LEGENDA ACEH "PUTRI PUKES" MANUSIA MENJADI BATU
GUA Putri Pukes merupakan salah satu objek wisata di Kabupaten Aceh Tengah. Ceritanya diriwayatkan sebagai legenda antara mitos dan fakta. Betul tidaknya legenda Putri Pukes, hingga sekarang belum ada yang bisa memastikannya. Gua Putri Pukes tempat legenda itu diceritakan, kini sudah menjadi tempat wisata, tetapi sangat di sayangkan gua tempat manusia yang menjadi batu itu sudah disemen dan ditambah-tambah sehingga tidak lagi alami.
Di dalam gua Putri Pukes tersebut terdapat batu yang dipercayai adalah Putri Pukes yang telah menjadi batu, sumur besar, kendi yang sudah menjadi batu, tempat duduk untuk bertapa orang masa dahulu, alat pemotong zaman dahulu.
Abdullah, penjaga gua, Selasa (9/3) kepada Harian Aceh menceritakan, batu putri pukes tersebut membesar karena kadang-kadang batu tersebut menangis sehingga air mata yang keluar tersebut menjadi batu dan makin lama batu tersebut makin membesar.
Sementara sumur besar kata Abdullah, setiap tiga bulan air di sumur tersebut kering dan tidak ada air nya, bila ada air orang pintar akan datang untuk mengambil air tersebut. Sedangkan kendi yang telah menjadi batu tersebut pernah bawa oleh orang, tetapi dikembalikan lagi karena dilanda resah setelah mengambilnya. “Sedangkan tempat bertapa itu di gunakan oleh orang zaman dahulu untuk melakukan bertapa guna mencari ilmu dan alat pemotong (pisau) peninggalan manusia purbakala kata yang ditemukan di dalam goa putri pukes,” jelas Abdullah.

**Persyaratan:**
(a) Menurut teks tentang legenda Putri Pukes, apa sebab batu Putri Pukes makin lama makin membesar?
(b) Lanjutkan teks tentang legenda Putri Pukes, mulai setelah kalimat terakhirnya.

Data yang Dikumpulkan
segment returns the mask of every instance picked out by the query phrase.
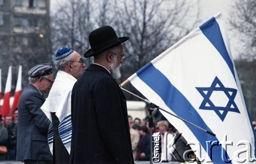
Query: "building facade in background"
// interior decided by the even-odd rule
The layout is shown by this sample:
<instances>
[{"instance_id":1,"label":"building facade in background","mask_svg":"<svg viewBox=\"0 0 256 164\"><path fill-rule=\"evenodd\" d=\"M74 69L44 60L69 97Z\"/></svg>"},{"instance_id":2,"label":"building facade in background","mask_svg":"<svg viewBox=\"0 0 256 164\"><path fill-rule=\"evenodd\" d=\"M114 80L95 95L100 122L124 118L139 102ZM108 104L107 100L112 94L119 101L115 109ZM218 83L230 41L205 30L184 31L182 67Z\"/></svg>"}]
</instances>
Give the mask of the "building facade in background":
<instances>
[{"instance_id":1,"label":"building facade in background","mask_svg":"<svg viewBox=\"0 0 256 164\"><path fill-rule=\"evenodd\" d=\"M0 68L4 86L13 66L12 89L18 65L24 68L23 86L29 68L51 61L50 0L0 0ZM2 88L4 88L2 86Z\"/></svg>"}]
</instances>

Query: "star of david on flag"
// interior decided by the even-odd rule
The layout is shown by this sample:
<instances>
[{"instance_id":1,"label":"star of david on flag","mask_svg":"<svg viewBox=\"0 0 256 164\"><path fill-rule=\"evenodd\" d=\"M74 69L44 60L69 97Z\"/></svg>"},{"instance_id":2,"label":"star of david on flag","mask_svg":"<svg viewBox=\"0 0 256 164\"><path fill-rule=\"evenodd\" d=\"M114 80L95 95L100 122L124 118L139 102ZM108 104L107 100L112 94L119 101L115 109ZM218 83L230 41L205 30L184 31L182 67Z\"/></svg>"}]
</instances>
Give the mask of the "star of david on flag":
<instances>
[{"instance_id":1,"label":"star of david on flag","mask_svg":"<svg viewBox=\"0 0 256 164\"><path fill-rule=\"evenodd\" d=\"M239 163L241 159L253 163L254 130L221 14L159 54L127 81L161 108L216 134L206 134L160 110L188 143L199 143L190 147L202 163ZM231 146L216 144L226 136ZM248 153L236 157L241 141L249 144Z\"/></svg>"},{"instance_id":2,"label":"star of david on flag","mask_svg":"<svg viewBox=\"0 0 256 164\"><path fill-rule=\"evenodd\" d=\"M199 107L200 109L214 111L222 121L224 121L228 112L240 113L234 101L237 90L225 88L217 76L214 79L210 87L196 87L196 88L204 98ZM225 93L228 99L225 106L218 106L211 101L210 98L215 91L221 91Z\"/></svg>"}]
</instances>

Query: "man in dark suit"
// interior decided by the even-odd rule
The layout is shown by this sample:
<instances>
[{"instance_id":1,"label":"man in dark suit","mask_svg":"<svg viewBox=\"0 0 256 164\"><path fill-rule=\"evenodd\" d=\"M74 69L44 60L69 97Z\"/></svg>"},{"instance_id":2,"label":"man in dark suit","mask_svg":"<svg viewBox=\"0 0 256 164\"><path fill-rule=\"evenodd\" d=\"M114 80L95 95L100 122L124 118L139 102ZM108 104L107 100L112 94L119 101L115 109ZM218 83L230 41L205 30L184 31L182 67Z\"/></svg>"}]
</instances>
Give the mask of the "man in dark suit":
<instances>
[{"instance_id":1,"label":"man in dark suit","mask_svg":"<svg viewBox=\"0 0 256 164\"><path fill-rule=\"evenodd\" d=\"M121 43L110 26L91 33L84 54L94 63L75 84L71 96L72 163L134 163L126 100L115 78L124 58Z\"/></svg>"},{"instance_id":2,"label":"man in dark suit","mask_svg":"<svg viewBox=\"0 0 256 164\"><path fill-rule=\"evenodd\" d=\"M24 89L18 105L16 159L25 163L51 163L47 142L50 122L40 107L53 83L52 67L39 64L28 74L30 84Z\"/></svg>"}]
</instances>

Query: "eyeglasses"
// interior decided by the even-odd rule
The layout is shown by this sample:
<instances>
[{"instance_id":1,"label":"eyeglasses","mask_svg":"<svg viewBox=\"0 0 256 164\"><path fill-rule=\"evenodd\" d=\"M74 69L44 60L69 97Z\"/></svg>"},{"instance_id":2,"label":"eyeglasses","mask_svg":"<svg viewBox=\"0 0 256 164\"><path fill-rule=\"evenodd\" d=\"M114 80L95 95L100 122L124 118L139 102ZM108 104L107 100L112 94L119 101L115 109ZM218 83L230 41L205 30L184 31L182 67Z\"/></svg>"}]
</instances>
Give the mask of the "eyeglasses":
<instances>
[{"instance_id":1,"label":"eyeglasses","mask_svg":"<svg viewBox=\"0 0 256 164\"><path fill-rule=\"evenodd\" d=\"M70 62L78 62L82 64L84 63L84 62L85 61L83 60L82 58L80 58L79 61L70 61Z\"/></svg>"},{"instance_id":2,"label":"eyeglasses","mask_svg":"<svg viewBox=\"0 0 256 164\"><path fill-rule=\"evenodd\" d=\"M114 54L114 55L115 55L117 57L120 58L121 59L124 60L124 58L125 58L125 55L124 54L124 53L123 53L121 56L119 56L117 55L115 53L114 53L114 52L112 52L112 53L113 53L113 54Z\"/></svg>"},{"instance_id":3,"label":"eyeglasses","mask_svg":"<svg viewBox=\"0 0 256 164\"><path fill-rule=\"evenodd\" d=\"M49 79L48 78L47 78L47 77L42 77L42 78L44 78L46 80L47 80L47 81L49 81L50 83L51 83L51 84L53 84L53 83L54 82L54 81L52 80L50 80L50 79Z\"/></svg>"}]
</instances>

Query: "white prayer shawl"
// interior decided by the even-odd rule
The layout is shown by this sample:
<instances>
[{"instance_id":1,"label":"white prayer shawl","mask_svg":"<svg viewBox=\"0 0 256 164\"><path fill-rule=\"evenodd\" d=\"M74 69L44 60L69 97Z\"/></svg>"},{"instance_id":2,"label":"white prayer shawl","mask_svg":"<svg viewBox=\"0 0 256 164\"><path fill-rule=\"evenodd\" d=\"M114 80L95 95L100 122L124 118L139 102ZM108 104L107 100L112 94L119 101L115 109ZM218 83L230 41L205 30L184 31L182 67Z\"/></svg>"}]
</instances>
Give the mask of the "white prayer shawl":
<instances>
[{"instance_id":1,"label":"white prayer shawl","mask_svg":"<svg viewBox=\"0 0 256 164\"><path fill-rule=\"evenodd\" d=\"M71 92L77 79L71 74L58 71L50 91L48 97L41 107L52 122L51 112L55 112L59 121L59 133L60 139L70 154L71 144ZM48 130L48 144L53 154L53 129L52 123Z\"/></svg>"}]
</instances>

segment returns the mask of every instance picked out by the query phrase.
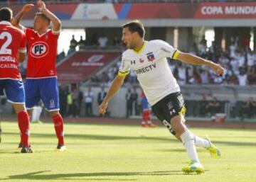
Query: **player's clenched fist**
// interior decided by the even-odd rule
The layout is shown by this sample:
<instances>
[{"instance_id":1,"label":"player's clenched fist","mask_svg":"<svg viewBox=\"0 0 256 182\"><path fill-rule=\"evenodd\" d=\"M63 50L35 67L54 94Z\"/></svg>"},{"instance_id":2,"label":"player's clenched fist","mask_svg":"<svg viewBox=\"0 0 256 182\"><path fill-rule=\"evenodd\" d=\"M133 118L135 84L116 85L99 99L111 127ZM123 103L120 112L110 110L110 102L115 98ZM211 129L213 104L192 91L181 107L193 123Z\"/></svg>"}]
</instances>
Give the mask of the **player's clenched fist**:
<instances>
[{"instance_id":1,"label":"player's clenched fist","mask_svg":"<svg viewBox=\"0 0 256 182\"><path fill-rule=\"evenodd\" d=\"M33 8L34 5L33 4L28 4L23 6L22 11L23 13L27 13Z\"/></svg>"},{"instance_id":2,"label":"player's clenched fist","mask_svg":"<svg viewBox=\"0 0 256 182\"><path fill-rule=\"evenodd\" d=\"M107 103L103 101L99 106L99 113L100 114L105 114L106 113L106 109L107 107Z\"/></svg>"},{"instance_id":3,"label":"player's clenched fist","mask_svg":"<svg viewBox=\"0 0 256 182\"><path fill-rule=\"evenodd\" d=\"M218 64L213 63L209 67L214 71L218 76L222 76L224 74L224 68Z\"/></svg>"},{"instance_id":4,"label":"player's clenched fist","mask_svg":"<svg viewBox=\"0 0 256 182\"><path fill-rule=\"evenodd\" d=\"M40 0L36 2L36 5L38 6L38 10L40 11L41 11L43 9L46 8L46 4L43 1L40 1Z\"/></svg>"}]
</instances>

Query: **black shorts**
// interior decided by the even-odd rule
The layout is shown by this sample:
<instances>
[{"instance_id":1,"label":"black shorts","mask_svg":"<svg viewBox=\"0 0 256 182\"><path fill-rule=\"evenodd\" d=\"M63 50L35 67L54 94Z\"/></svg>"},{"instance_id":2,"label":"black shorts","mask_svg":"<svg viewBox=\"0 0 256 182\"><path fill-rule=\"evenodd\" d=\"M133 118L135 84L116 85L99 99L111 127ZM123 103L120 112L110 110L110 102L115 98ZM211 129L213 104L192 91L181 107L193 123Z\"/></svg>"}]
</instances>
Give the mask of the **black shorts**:
<instances>
[{"instance_id":1,"label":"black shorts","mask_svg":"<svg viewBox=\"0 0 256 182\"><path fill-rule=\"evenodd\" d=\"M152 106L152 110L163 124L175 135L171 129L171 119L176 115L185 114L184 98L181 92L171 93Z\"/></svg>"}]
</instances>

**Jawaban Latihan:**
(a) Batu itu kadang-kadang menangis, dan air mata yang keluar menjadi batu sehingga batunya makin membesar.

(b)
Tidak semua orang Gayo mengetahui cerita legenda Putri Pukes, sebagian dari orang Gayo itu mengetahui legenda itu tetapi tidak mengetahui bagaimana ceritanya. Menurut cerita dan informasi yang dikumpulkan dari berbagai sumber yang mengetahui tentang legenda Putri Pukes.
Gua Putri Pukes terletak di sebelah utara, tepatnya di Kampung Mendale, Kecamatan Kebayakan, Aceh Tengah Putri Pukes merupakan nama seorang gadis kesayangan dan anak satu-satunya yang berasal dari sebuah keluarga di Kampung Nosar, Kecamatan Bintang, Aceh Tengah.
Suatu hari dia, dijodohkan dengan seorang pria yang berasal dari Samar Kilang, Kecamatan Syiah Utama Kabupaten Aceh Tengah (sekarang Kabupaten Bener Meriah). Pernikahan pun dilaksanakan, berdasarkan adat setempat.
Mempelai wanita harus tinggal dan menetap di tempat mempelai pria. Setelah resepsi pernikahan di rumah mempelai wanita selesai, selanjutnya kedua mempelai diantar menuju tempat tinggal pria. Pihak mempelai wanita diantar yang dalam bahasa gayo disebut ‘munenes’ ke rumah pihak pria ke Kampung Simpang Tiga Bener Meriah.
Pada acara ‘munenes’ pihak keluarga mempelai wanita dibekali sejumlah peralatan rumah tangga seperti kuali, kendi, lesung, alu, piring, periuk dan sejumlah perlengkapan rumah tangga lainnya. Adat ‘munenes’ biasanya dilakukan pada acara perkawinan yang dilaksanakan dengan sistem ‘juelen’, dimana pihak wanita tidak berhak lagi kembali ke tempat orangtuanya.
Berbeda dengan sistem ‘kuso kini’ (kesana kemari) atau ‘angkap’. Kuso kini, pihak wanita berhak tinggal di mana saja, sesuai kesepakatan dengan suami. Sementara sistem ‘angkap’, adalah kebalikan dari ‘juelen’, pada sistem perkawinan ini, pihak lelaki diwajibkan tinggal bersama keluarga pihak wanita, disebabkan pihak wanita yang mengadakan lamaran terlebih dahulu.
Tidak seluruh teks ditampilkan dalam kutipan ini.